(Beginning of RECORDS FOR THE TASK)
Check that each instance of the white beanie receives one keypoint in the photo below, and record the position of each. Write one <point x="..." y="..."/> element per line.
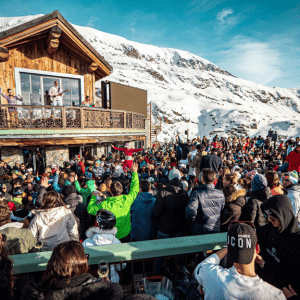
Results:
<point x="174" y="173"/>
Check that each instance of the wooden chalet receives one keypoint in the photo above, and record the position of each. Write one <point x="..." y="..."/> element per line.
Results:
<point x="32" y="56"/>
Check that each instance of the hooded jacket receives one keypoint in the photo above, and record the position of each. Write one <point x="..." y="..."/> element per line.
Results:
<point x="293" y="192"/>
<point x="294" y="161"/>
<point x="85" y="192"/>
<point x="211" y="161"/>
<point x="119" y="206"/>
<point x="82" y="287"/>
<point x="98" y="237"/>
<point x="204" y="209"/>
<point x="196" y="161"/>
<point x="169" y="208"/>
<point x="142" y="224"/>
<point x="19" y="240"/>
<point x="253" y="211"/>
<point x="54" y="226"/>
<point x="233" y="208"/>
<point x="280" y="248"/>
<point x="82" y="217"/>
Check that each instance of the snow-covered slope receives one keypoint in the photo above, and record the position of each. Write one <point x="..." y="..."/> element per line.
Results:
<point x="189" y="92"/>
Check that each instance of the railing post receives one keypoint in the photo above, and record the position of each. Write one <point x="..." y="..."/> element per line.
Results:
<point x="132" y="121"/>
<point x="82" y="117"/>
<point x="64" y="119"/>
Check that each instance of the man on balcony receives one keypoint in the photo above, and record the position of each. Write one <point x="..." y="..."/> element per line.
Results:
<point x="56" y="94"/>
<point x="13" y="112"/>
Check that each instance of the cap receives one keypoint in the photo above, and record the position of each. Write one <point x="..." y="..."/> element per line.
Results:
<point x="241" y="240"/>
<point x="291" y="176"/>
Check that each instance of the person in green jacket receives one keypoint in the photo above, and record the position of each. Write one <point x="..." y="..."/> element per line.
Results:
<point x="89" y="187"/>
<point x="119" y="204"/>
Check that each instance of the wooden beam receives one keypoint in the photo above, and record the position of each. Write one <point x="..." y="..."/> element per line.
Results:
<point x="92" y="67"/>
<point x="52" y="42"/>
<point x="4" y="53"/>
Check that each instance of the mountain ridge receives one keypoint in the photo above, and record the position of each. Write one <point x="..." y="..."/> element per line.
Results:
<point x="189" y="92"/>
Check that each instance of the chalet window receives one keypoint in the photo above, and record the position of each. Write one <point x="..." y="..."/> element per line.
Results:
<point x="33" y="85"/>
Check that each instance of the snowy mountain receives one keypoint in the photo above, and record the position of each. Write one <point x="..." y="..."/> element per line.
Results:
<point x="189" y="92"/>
(End of RECORDS FOR THE TASK)
(Beginning of RECORDS FOR THE TASK)
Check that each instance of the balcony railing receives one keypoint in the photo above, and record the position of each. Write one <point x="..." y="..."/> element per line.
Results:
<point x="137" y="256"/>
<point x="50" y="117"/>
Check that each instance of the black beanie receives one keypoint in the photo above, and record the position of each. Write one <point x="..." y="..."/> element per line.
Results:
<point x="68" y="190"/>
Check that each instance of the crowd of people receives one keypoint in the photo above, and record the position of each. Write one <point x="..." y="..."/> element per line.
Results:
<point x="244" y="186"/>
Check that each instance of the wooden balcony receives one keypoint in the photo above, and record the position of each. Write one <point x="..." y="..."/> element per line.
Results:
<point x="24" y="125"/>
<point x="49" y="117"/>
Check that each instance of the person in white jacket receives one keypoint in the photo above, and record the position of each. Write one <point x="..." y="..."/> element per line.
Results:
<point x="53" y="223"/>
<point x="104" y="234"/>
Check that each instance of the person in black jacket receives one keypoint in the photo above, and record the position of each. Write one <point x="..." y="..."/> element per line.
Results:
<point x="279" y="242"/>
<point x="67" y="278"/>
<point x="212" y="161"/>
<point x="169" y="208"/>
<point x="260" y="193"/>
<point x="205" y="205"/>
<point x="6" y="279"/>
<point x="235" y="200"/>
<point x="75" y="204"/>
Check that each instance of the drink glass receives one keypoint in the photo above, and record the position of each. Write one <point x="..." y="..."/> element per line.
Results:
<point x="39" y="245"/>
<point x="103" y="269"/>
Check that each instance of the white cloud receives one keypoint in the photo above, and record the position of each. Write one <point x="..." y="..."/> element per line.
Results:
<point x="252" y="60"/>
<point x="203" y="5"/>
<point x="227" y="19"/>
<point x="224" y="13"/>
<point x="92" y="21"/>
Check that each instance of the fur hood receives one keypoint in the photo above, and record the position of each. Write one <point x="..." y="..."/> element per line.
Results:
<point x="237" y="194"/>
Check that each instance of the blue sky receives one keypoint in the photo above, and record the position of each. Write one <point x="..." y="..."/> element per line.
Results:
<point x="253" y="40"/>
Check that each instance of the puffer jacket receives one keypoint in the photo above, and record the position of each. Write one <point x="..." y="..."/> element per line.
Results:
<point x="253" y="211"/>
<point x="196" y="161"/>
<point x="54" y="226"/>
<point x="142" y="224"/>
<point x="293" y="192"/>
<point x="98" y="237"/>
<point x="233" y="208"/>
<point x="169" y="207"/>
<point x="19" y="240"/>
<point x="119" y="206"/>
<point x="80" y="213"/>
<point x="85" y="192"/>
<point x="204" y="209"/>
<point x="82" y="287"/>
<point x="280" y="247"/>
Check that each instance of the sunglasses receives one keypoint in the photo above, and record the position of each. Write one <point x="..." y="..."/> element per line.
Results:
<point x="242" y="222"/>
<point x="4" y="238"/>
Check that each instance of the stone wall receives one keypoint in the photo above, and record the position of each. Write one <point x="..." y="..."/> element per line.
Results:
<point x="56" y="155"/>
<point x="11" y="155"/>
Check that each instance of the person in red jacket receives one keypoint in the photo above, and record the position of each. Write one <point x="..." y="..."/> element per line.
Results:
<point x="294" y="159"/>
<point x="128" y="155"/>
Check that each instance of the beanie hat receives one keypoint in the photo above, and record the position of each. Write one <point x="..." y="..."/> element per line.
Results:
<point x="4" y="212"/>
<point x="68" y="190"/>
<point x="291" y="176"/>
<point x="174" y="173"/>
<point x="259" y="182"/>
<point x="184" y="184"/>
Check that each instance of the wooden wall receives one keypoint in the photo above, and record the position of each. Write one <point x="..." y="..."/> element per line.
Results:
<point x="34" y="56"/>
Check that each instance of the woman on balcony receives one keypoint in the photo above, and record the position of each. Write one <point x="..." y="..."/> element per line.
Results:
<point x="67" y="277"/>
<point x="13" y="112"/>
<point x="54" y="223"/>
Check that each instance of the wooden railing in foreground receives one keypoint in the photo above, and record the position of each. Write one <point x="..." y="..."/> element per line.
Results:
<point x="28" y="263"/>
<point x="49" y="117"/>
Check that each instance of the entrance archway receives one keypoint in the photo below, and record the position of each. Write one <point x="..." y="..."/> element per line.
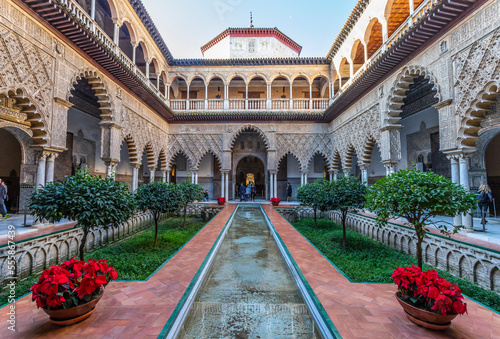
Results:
(End of RECORDS FOR THE TASK)
(Beginning of RECORDS FOR THE TASK)
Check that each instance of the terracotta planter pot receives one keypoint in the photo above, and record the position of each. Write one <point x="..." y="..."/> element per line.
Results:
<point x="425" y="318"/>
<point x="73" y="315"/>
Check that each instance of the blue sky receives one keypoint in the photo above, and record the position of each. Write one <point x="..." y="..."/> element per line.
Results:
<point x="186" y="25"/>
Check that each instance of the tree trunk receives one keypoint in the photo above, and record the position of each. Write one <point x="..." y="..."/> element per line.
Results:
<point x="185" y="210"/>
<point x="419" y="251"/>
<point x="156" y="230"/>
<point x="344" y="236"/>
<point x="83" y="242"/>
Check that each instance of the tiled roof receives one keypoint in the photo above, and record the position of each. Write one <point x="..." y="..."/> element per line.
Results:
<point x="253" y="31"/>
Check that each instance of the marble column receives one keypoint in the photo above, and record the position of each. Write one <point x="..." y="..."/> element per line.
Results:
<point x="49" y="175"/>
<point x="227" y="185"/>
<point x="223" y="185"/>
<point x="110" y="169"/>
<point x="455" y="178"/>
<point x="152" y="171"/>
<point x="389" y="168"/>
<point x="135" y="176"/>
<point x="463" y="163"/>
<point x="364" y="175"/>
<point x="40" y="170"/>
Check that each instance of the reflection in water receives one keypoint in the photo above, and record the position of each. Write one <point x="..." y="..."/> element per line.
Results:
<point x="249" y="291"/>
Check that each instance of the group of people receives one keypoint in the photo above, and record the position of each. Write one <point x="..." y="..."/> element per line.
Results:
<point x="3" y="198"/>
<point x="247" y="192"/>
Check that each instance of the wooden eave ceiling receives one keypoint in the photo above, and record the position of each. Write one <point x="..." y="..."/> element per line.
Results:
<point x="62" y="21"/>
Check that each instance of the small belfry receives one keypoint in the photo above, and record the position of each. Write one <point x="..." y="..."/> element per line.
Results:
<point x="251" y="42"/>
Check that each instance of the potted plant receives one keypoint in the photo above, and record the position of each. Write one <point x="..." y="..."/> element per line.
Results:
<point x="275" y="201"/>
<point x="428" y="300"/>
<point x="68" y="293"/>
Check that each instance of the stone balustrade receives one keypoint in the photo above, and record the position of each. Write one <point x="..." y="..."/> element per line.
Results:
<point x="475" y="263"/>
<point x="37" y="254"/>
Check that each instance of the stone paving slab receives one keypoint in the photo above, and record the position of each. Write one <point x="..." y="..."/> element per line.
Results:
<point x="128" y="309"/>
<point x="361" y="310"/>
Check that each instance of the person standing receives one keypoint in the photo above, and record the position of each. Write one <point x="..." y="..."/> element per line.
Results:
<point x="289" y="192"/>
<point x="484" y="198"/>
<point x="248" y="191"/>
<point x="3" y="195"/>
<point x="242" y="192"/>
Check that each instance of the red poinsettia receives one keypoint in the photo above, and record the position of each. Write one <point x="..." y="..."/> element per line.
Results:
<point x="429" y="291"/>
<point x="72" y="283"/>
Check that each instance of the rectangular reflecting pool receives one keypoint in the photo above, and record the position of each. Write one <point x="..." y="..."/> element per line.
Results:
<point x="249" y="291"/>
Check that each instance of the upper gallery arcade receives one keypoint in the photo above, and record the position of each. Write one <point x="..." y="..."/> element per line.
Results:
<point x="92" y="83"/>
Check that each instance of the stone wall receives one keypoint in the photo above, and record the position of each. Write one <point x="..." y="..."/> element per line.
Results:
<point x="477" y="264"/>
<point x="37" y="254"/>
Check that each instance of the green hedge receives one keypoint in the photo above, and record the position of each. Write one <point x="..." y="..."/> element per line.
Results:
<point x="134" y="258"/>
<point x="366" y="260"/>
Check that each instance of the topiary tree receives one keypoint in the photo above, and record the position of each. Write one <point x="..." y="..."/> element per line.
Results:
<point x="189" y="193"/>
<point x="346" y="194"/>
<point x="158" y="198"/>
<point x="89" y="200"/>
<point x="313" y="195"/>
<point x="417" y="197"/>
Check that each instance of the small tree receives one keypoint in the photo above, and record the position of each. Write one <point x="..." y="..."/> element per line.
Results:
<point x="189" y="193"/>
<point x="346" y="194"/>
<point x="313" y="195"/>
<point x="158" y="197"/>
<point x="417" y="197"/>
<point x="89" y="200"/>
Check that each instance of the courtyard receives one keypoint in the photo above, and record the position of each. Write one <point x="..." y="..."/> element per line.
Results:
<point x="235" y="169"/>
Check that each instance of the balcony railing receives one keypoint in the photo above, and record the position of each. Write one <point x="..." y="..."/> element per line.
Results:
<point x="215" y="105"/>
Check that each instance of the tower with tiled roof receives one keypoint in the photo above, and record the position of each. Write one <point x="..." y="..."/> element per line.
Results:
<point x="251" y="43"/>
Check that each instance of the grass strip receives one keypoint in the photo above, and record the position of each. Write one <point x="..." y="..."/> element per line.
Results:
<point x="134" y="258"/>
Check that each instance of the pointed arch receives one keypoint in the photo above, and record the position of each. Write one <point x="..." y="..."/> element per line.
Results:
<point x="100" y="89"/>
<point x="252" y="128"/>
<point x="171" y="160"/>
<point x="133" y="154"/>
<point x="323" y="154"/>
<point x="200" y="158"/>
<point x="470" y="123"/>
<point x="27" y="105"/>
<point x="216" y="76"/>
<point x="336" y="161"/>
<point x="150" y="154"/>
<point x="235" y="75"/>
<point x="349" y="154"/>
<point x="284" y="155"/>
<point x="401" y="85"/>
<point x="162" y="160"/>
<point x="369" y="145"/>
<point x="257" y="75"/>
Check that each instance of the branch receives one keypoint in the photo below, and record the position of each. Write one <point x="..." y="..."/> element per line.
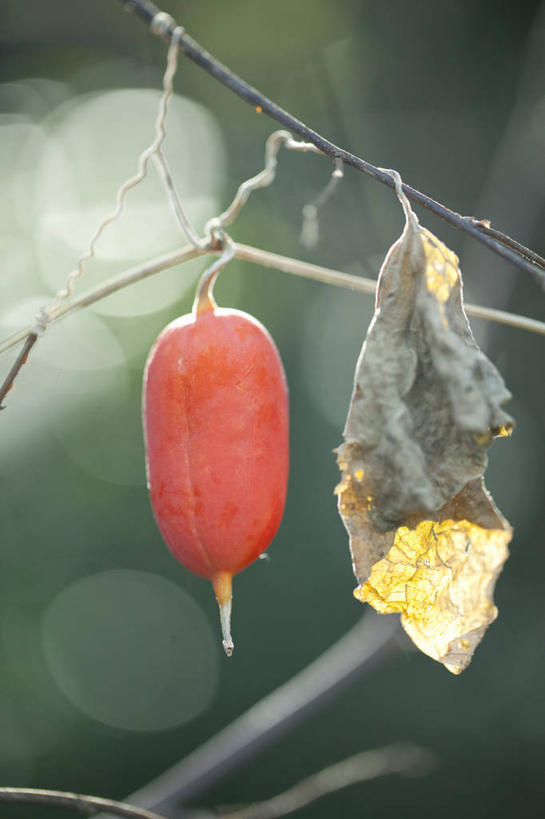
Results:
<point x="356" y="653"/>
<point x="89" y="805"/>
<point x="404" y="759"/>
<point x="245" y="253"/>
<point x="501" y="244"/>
(End of RECORDS FOR THE TASK)
The word "chalet" may appear in several lines of the data; copy every line where it does.

Check that each instance of the wooden chalet receives one keypoint in the photo above, and record the position of each. Write one <point x="..." y="..."/> element per line.
Check that each instance of the chalet window receives one keypoint in the photo above, and record the position of each. Write one <point x="..." y="..."/> element per line.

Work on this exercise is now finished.